Stored data
※

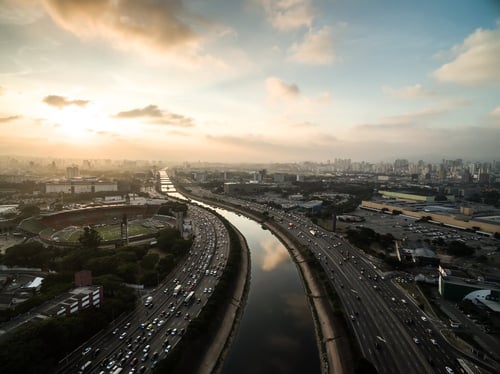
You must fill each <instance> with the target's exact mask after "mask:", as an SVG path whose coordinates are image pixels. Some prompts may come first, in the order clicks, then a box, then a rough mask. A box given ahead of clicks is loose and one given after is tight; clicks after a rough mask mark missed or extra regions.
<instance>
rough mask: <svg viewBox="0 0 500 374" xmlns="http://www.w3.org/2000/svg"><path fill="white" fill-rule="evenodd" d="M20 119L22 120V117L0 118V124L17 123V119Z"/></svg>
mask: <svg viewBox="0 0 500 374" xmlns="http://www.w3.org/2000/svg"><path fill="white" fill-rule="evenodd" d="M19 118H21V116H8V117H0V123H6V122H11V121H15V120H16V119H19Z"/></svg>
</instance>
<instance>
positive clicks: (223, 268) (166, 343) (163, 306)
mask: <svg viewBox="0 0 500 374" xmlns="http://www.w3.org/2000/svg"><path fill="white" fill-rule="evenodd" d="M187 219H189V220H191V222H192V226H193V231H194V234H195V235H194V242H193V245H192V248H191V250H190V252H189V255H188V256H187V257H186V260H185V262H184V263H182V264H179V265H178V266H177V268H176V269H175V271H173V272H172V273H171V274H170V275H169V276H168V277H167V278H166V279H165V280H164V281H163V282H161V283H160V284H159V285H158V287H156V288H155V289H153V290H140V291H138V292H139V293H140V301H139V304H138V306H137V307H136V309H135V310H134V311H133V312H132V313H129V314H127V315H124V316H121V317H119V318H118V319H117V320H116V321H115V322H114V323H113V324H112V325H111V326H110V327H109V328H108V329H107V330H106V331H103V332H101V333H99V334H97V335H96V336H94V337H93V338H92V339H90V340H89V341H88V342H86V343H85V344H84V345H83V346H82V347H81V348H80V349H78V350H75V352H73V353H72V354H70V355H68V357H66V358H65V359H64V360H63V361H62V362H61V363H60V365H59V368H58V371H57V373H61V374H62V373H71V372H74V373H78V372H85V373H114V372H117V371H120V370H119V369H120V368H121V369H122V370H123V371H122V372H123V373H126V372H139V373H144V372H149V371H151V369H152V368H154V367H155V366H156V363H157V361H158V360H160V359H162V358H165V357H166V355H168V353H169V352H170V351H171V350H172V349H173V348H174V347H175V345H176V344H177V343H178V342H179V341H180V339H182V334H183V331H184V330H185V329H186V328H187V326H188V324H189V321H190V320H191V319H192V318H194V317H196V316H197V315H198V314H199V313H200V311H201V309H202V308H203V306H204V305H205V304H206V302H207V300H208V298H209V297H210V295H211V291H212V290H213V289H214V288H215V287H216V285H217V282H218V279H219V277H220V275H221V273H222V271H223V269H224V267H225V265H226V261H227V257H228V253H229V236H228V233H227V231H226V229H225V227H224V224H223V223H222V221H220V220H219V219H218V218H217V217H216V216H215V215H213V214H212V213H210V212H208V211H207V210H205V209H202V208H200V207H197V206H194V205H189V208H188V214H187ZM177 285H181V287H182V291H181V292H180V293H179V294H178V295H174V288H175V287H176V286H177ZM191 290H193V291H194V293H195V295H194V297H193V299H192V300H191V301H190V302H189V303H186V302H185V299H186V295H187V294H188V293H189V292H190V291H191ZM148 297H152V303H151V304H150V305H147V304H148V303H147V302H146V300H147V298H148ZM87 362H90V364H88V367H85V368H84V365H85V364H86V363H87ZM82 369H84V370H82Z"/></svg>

※

## YOUR ASSIGNMENT
Give every line of the rows above as a JSON list of strings, one string per line, skipping blank lines. Leave the pictures out.

## RESPONSE BELOW
[
  "You must fill each <instance> with the target's exact mask after \"mask:\", as an SVG path whose coordinates are image pixels. Some prompts may come first, in the order clicks, then a box, then a rough mask. A box given ahead of clicks is loose and one given after is tight; clicks after a rough mask mark missed or extra regions.",
  "<instance>",
  "rough mask: <svg viewBox=\"0 0 500 374\" xmlns=\"http://www.w3.org/2000/svg\"><path fill=\"white\" fill-rule=\"evenodd\" d=\"M20 119L22 120V117L0 118V124L17 123V119Z\"/></svg>",
  "mask: <svg viewBox=\"0 0 500 374\" xmlns=\"http://www.w3.org/2000/svg\"><path fill=\"white\" fill-rule=\"evenodd\" d=\"M19 118H21V116H8V117H0V123H6V122H11V121H15V120H16V119H19Z\"/></svg>",
  "</instance>",
  "<instance>",
  "positive clicks: (223, 268) (166, 343) (163, 306)",
  "mask: <svg viewBox=\"0 0 500 374\" xmlns=\"http://www.w3.org/2000/svg\"><path fill=\"white\" fill-rule=\"evenodd\" d=\"M187 219H189V220H191V222H192V226H193V231H194V234H195V235H194V242H193V245H192V248H191V250H190V252H189V255H188V256H187V257H186V260H185V262H184V263H182V264H179V265H178V266H177V268H176V269H175V271H173V272H172V273H171V274H170V275H169V276H168V277H167V278H166V279H165V280H164V281H163V282H161V283H160V284H159V285H158V287H156V288H155V289H153V290H140V291H138V292H139V293H140V301H139V304H138V306H137V307H136V309H135V310H134V311H133V312H132V313H129V314H127V315H124V316H121V317H119V318H118V319H117V320H116V321H115V322H114V323H113V324H112V325H111V326H110V327H109V328H108V329H107V330H106V331H103V332H101V333H99V334H97V335H96V336H94V337H93V338H92V339H90V340H89V341H88V342H86V343H85V344H84V345H83V346H82V347H81V348H80V349H78V350H75V352H73V353H72V354H70V355H68V357H66V358H65V359H64V360H63V361H62V362H61V363H60V365H59V368H58V371H57V373H61V374H62V373H71V372H74V373H78V372H85V373H114V372H117V371H120V370H119V369H120V368H121V369H122V370H123V371H122V372H123V373H126V372H139V373H144V372H149V371H151V369H152V368H154V367H155V366H156V363H157V361H158V360H160V359H162V358H165V357H166V355H168V353H169V352H170V351H171V350H172V349H173V348H174V347H175V345H176V344H177V343H178V342H179V341H180V339H182V334H183V331H184V330H185V329H186V328H187V326H188V324H189V321H190V320H191V319H192V318H194V317H196V316H197V315H198V314H199V313H200V311H201V309H202V308H203V306H204V305H205V304H206V302H207V300H208V298H209V297H210V295H211V291H212V290H213V289H214V288H215V287H216V285H217V282H218V279H219V277H220V275H221V273H222V271H223V269H224V267H225V265H226V261H227V257H228V253H229V236H228V233H227V231H226V229H225V227H224V224H223V223H222V221H220V220H219V219H218V218H217V217H216V216H215V215H213V214H212V213H210V212H208V211H207V210H205V209H202V208H200V207H197V206H194V205H189V208H188V214H187ZM177 285H181V287H182V291H181V292H180V293H179V294H178V295H174V288H175V287H176V286H177ZM191 290H193V291H194V293H195V295H194V297H193V299H192V300H191V301H190V302H189V303H186V302H185V299H186V295H187V294H188V293H189V292H190V291H191ZM148 297H152V303H151V304H150V305H147V304H148V303H147V302H146V300H147V298H148ZM87 362H90V364H88V367H85V368H84V365H85V364H86V363H87ZM82 369H84V370H82Z\"/></svg>"
]